- Given entries
----

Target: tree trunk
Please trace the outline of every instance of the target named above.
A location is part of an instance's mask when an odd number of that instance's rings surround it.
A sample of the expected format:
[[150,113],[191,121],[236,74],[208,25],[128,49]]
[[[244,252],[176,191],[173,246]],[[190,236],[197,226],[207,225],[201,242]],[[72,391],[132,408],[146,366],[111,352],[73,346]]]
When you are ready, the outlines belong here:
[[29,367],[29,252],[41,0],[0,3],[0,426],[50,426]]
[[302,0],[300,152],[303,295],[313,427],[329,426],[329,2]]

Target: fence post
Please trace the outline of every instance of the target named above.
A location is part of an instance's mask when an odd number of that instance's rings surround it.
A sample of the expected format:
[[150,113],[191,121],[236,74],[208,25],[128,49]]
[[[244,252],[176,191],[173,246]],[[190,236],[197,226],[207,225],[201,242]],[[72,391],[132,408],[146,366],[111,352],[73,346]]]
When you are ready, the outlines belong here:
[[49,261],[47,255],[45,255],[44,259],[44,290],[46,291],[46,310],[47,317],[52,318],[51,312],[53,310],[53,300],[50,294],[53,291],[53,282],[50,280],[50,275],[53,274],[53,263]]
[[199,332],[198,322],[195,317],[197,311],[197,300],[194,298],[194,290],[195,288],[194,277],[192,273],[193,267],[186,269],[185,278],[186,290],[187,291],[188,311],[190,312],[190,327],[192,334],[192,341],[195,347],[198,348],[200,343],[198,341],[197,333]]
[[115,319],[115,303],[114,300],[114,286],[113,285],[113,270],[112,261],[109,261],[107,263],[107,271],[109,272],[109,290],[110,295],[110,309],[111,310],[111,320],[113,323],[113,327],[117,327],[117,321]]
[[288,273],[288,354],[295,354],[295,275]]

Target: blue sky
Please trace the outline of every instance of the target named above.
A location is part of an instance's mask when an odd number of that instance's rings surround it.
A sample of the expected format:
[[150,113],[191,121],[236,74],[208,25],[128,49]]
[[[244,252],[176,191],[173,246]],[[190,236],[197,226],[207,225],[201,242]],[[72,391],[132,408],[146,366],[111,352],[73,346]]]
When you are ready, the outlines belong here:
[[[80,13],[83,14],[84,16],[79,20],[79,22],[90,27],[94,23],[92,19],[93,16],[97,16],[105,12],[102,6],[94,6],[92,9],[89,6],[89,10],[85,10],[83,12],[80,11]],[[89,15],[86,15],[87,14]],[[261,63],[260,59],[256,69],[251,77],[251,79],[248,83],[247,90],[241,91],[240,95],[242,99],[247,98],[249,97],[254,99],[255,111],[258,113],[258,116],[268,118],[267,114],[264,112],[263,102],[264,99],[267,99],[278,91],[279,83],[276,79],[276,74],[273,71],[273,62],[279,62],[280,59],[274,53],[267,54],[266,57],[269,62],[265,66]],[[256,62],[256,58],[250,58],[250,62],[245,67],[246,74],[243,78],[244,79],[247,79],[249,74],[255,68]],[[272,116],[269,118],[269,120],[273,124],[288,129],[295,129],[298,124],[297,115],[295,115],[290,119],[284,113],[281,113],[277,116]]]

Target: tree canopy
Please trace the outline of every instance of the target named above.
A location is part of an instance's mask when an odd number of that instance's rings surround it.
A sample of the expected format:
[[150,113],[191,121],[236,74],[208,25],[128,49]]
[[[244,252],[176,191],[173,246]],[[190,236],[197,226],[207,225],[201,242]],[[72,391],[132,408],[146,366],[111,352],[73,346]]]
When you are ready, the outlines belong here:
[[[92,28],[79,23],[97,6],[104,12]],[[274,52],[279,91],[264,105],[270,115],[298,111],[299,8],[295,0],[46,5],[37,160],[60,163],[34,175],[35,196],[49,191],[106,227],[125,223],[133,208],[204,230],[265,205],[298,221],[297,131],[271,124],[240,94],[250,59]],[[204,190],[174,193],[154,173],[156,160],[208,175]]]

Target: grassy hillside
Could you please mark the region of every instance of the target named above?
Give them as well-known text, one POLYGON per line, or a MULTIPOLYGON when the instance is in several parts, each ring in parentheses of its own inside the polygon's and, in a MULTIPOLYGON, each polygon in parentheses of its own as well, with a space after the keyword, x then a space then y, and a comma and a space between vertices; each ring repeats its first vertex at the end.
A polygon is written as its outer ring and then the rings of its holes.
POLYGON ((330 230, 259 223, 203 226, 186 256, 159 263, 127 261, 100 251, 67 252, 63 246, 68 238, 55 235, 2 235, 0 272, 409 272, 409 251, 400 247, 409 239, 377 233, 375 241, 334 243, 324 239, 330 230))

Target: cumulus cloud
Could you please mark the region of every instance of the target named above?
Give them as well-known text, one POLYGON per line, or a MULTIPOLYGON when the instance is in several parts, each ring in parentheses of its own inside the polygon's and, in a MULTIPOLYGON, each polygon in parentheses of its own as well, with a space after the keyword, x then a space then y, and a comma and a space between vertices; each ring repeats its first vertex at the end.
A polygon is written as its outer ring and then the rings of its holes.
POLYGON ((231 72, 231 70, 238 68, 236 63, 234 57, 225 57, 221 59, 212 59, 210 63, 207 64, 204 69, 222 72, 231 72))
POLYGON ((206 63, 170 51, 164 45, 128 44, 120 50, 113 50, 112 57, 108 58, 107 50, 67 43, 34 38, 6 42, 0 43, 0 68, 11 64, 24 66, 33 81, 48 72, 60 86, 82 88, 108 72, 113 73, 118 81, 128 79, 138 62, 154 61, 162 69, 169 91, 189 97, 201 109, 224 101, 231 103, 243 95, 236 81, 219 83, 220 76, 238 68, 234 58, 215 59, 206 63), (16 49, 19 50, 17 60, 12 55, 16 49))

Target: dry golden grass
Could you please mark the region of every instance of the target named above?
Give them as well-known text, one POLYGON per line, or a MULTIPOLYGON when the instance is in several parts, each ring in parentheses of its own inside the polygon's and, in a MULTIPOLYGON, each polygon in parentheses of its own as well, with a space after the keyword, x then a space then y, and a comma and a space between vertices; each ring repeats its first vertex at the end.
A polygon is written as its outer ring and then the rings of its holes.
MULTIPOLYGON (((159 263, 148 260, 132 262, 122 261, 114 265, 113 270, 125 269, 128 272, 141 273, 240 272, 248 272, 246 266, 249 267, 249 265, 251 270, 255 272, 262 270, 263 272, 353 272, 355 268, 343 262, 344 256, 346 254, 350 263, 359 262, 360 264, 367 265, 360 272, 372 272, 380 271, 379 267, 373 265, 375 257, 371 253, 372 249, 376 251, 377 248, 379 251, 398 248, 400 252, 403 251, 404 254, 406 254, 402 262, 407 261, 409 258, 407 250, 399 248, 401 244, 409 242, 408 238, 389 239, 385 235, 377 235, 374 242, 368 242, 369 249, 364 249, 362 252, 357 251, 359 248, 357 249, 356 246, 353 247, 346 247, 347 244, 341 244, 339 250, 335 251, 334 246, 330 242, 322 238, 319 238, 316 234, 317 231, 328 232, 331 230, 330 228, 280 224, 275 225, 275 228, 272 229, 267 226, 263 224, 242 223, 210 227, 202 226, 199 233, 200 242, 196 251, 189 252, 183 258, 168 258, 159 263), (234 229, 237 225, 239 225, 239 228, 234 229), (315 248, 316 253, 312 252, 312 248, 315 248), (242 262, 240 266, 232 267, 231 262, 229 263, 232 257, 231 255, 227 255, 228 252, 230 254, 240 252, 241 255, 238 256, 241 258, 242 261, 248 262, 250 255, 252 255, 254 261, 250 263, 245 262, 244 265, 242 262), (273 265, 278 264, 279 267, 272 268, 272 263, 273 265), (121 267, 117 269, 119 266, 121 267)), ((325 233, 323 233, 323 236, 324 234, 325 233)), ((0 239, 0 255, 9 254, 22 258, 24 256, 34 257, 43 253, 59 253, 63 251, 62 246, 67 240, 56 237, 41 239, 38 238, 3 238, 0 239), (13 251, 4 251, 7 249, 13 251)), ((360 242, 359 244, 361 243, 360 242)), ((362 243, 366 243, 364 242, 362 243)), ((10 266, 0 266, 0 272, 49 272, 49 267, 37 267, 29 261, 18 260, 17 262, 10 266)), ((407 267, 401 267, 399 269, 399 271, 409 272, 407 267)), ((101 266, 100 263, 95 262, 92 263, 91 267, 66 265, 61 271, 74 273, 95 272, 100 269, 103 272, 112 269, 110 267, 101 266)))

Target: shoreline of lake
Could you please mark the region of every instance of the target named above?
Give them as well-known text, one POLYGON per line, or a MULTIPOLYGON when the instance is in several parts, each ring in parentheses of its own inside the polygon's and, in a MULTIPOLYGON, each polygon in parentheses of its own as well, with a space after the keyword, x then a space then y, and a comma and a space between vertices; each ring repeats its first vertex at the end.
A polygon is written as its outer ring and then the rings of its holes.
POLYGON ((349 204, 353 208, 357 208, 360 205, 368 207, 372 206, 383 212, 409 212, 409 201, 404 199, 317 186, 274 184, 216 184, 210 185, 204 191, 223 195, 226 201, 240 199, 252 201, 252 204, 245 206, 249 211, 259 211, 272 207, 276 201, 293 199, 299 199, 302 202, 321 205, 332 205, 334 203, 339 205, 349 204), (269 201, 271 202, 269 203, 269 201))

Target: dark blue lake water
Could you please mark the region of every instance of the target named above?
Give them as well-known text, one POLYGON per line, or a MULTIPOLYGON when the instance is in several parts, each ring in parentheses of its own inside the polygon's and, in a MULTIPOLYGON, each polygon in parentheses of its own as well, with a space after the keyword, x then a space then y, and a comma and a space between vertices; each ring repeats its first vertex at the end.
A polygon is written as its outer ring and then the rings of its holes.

----

- Request
Reproduce, exactly and with nothing added, the lines from the one that includes "Target: shoreline of lake" through the last line of the material.

- Result of this exercise
Target: shoreline of lake
Could you please mark the region of every instance of the target named above?
Give them as well-known text, one POLYGON per line, or a MULTIPOLYGON when the instance is in several parts, each ring in parentheses of its own inside the polygon's and, in a MULTIPOLYGON, each polygon in parentheses of its own as well, with a space after the keyword, x then a space then y, and a comma and a space between vertices; each ring repeats its first vertex at the end.
A polygon is written as its outer ring and then the rings of its holes.
POLYGON ((349 204, 353 208, 357 208, 360 205, 368 207, 372 206, 383 212, 409 212, 409 201, 404 199, 317 186, 274 184, 216 184, 210 185, 204 191, 223 195, 226 201, 240 199, 252 201, 252 204, 245 206, 249 211, 259 211, 272 207, 276 201, 293 199, 299 199, 302 202, 321 205, 332 205, 334 203, 339 205, 349 204), (269 201, 271 202, 269 203, 269 201))

Target: dark blue lake water
Could you please mark the region of every instance of the target named above?
Give them as well-known text, one POLYGON per line, or a MULTIPOLYGON when the instance is in several parts, each ring in parentheses of its own inside the polygon's and, in a MULTIPOLYGON, each polygon in parentheses of its own as well, with a space after the keyword, x then a space then y, and a comma and a space between vertices; each ring repeats its first vertex at the end.
A polygon is written as its outer ring and then the rings of its holes.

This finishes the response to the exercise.